• Exercise instructions
Copy out each line of the listing below that contains the string "braided".

• Source records
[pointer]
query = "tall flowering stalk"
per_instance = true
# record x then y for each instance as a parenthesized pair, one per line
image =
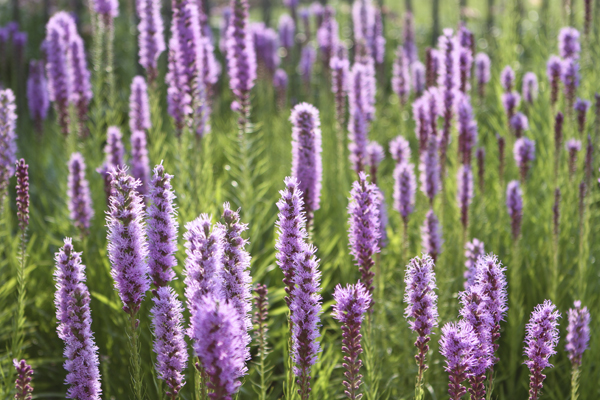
(72, 300)
(352, 302)
(540, 343)
(364, 232)
(457, 345)
(306, 155)
(421, 309)
(127, 251)
(23, 388)
(241, 60)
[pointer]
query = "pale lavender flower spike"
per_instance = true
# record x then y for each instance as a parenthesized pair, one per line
(306, 155)
(578, 333)
(540, 343)
(473, 250)
(127, 247)
(72, 300)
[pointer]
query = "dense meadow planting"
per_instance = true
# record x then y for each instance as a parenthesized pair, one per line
(294, 200)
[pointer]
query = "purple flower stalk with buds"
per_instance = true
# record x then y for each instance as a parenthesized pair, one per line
(473, 250)
(72, 300)
(421, 308)
(364, 232)
(540, 343)
(457, 345)
(23, 388)
(524, 153)
(514, 204)
(306, 155)
(352, 302)
(80, 201)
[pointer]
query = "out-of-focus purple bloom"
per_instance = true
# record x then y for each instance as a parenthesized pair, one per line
(405, 186)
(37, 93)
(127, 247)
(417, 75)
(307, 61)
(514, 204)
(140, 165)
(305, 312)
(352, 302)
(306, 155)
(529, 87)
(364, 232)
(139, 107)
(400, 150)
(421, 304)
(217, 335)
(162, 228)
(431, 235)
(568, 42)
(401, 76)
(581, 107)
(519, 123)
(80, 201)
(507, 79)
(464, 194)
(72, 300)
(473, 250)
(169, 342)
(457, 345)
(151, 41)
(554, 73)
(23, 387)
(540, 343)
(291, 225)
(578, 333)
(524, 153)
(482, 72)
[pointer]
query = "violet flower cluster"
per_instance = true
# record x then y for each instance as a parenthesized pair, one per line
(72, 300)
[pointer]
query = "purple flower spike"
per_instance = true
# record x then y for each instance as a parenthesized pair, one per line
(151, 41)
(554, 73)
(519, 124)
(431, 236)
(524, 153)
(464, 194)
(457, 345)
(162, 228)
(305, 320)
(364, 232)
(216, 332)
(72, 300)
(204, 263)
(530, 87)
(139, 107)
(405, 186)
(421, 305)
(80, 201)
(352, 302)
(291, 225)
(581, 107)
(473, 250)
(127, 248)
(401, 75)
(540, 343)
(568, 43)
(306, 155)
(482, 72)
(23, 387)
(37, 93)
(169, 342)
(514, 204)
(578, 333)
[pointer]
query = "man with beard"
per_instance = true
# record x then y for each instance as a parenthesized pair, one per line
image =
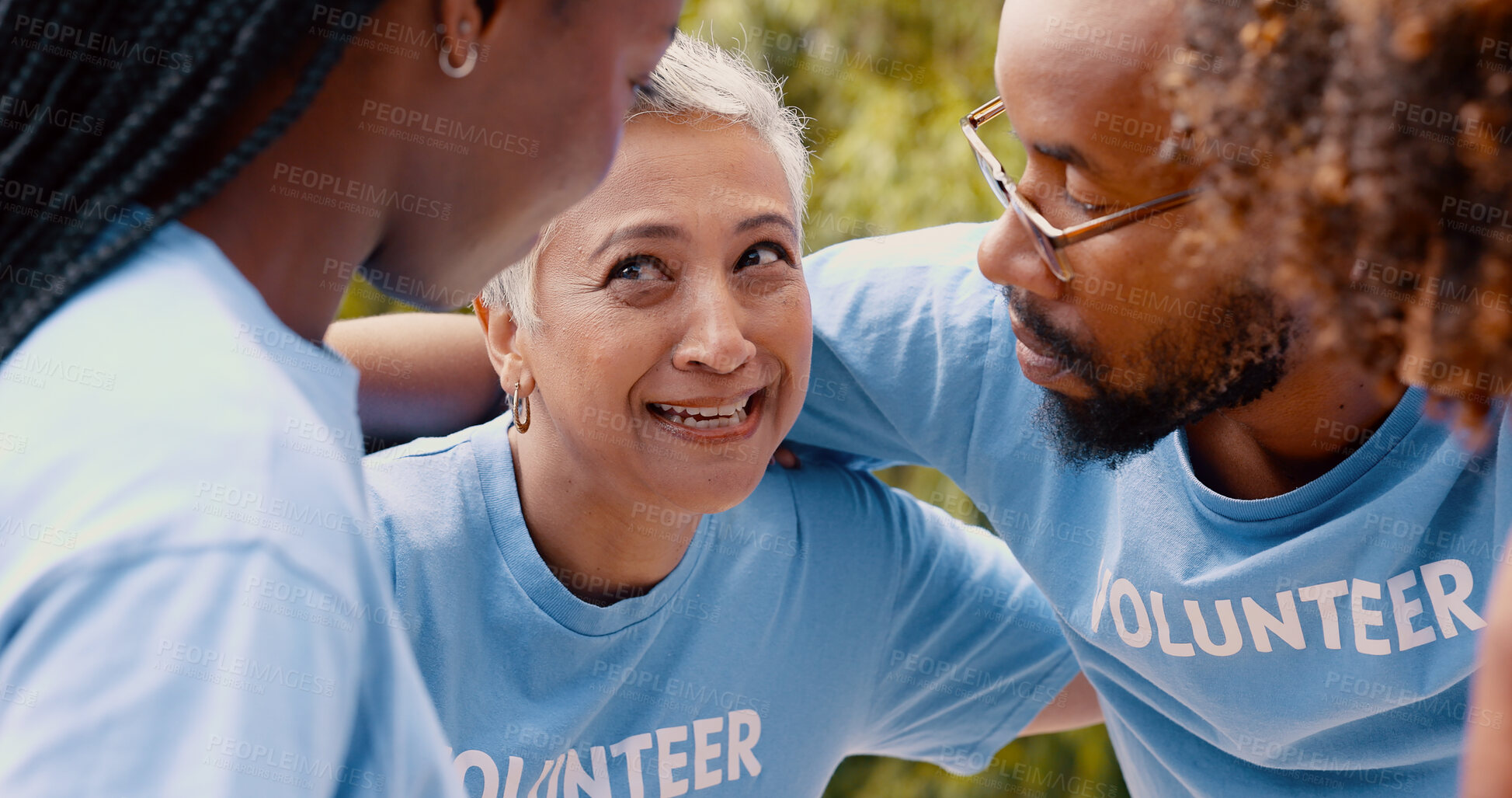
(1269, 562)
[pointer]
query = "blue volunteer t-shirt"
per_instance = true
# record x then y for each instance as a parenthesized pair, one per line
(188, 605)
(1319, 643)
(826, 615)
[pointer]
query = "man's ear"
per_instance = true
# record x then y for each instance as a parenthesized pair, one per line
(502, 338)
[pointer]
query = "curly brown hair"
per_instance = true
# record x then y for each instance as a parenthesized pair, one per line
(1382, 204)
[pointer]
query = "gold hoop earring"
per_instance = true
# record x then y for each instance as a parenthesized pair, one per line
(458, 71)
(516, 406)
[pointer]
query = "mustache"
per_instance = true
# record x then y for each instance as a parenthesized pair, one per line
(1038, 322)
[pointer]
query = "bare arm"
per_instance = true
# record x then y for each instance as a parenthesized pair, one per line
(1076, 708)
(421, 373)
(1488, 768)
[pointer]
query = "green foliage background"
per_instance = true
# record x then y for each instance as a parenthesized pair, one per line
(885, 84)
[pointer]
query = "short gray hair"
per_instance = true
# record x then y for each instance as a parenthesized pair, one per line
(693, 82)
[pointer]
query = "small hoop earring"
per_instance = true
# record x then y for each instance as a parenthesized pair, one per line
(458, 71)
(517, 406)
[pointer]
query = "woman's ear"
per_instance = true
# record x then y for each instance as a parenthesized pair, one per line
(502, 336)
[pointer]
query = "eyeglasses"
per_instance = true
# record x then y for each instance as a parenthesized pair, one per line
(1050, 239)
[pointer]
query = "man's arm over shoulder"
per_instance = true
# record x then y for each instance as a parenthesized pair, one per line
(909, 341)
(970, 650)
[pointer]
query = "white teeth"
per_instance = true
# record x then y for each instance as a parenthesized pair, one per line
(707, 418)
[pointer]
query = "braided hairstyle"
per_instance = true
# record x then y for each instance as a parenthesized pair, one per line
(1385, 197)
(135, 89)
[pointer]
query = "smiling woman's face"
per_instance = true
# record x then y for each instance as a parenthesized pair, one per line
(675, 333)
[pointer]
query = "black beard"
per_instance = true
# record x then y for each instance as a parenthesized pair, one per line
(1219, 367)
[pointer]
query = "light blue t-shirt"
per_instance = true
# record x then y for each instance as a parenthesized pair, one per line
(188, 605)
(1319, 643)
(823, 617)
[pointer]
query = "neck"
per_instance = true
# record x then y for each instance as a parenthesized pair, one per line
(1295, 434)
(603, 542)
(300, 255)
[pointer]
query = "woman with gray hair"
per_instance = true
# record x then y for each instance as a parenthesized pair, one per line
(608, 588)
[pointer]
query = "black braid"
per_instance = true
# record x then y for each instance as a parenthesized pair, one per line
(153, 114)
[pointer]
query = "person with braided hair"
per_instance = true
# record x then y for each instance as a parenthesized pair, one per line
(188, 598)
(1387, 207)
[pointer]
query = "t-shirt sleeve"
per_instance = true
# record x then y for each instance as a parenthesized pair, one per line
(220, 671)
(903, 338)
(972, 650)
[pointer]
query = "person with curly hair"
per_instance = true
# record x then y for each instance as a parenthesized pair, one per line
(1387, 207)
(1269, 559)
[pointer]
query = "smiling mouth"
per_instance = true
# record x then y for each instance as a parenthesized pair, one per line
(713, 416)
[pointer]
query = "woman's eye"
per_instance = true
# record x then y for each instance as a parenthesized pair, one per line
(638, 267)
(761, 255)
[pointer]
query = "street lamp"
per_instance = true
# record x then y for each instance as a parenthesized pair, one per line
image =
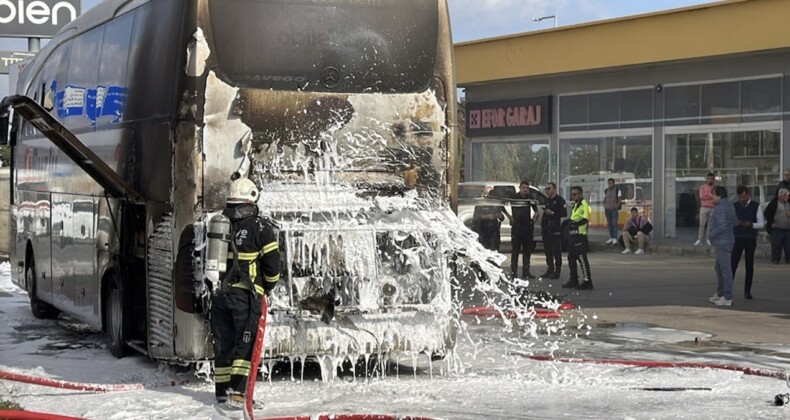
(538, 19)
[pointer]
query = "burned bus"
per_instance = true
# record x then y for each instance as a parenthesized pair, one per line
(137, 115)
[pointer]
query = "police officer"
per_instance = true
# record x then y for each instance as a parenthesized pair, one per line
(577, 241)
(254, 268)
(553, 213)
(522, 224)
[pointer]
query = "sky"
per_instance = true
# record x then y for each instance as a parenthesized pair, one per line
(476, 19)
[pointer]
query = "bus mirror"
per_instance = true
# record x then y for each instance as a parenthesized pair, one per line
(4, 120)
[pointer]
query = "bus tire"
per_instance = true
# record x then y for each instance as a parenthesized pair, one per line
(115, 317)
(40, 309)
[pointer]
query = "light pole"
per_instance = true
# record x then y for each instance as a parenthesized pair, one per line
(538, 19)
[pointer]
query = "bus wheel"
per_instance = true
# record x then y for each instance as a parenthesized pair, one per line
(114, 317)
(40, 309)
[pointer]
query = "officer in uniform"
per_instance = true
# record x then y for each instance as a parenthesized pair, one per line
(522, 224)
(577, 241)
(553, 213)
(254, 268)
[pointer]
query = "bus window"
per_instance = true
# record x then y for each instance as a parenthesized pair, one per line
(350, 47)
(111, 90)
(54, 74)
(79, 92)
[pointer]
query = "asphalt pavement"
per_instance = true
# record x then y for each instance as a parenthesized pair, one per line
(672, 291)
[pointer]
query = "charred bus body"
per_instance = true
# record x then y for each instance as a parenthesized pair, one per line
(139, 112)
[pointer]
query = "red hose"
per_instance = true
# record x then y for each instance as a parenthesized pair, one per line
(647, 363)
(349, 417)
(95, 388)
(32, 415)
(256, 358)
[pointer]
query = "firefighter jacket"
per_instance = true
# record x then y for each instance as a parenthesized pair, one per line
(258, 256)
(580, 215)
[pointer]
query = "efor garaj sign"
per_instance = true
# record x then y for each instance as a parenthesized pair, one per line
(509, 117)
(36, 18)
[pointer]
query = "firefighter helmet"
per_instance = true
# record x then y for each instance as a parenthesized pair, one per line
(243, 191)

• Output for this exercise
query = "braided hairstyle"
query = "person with braided hair"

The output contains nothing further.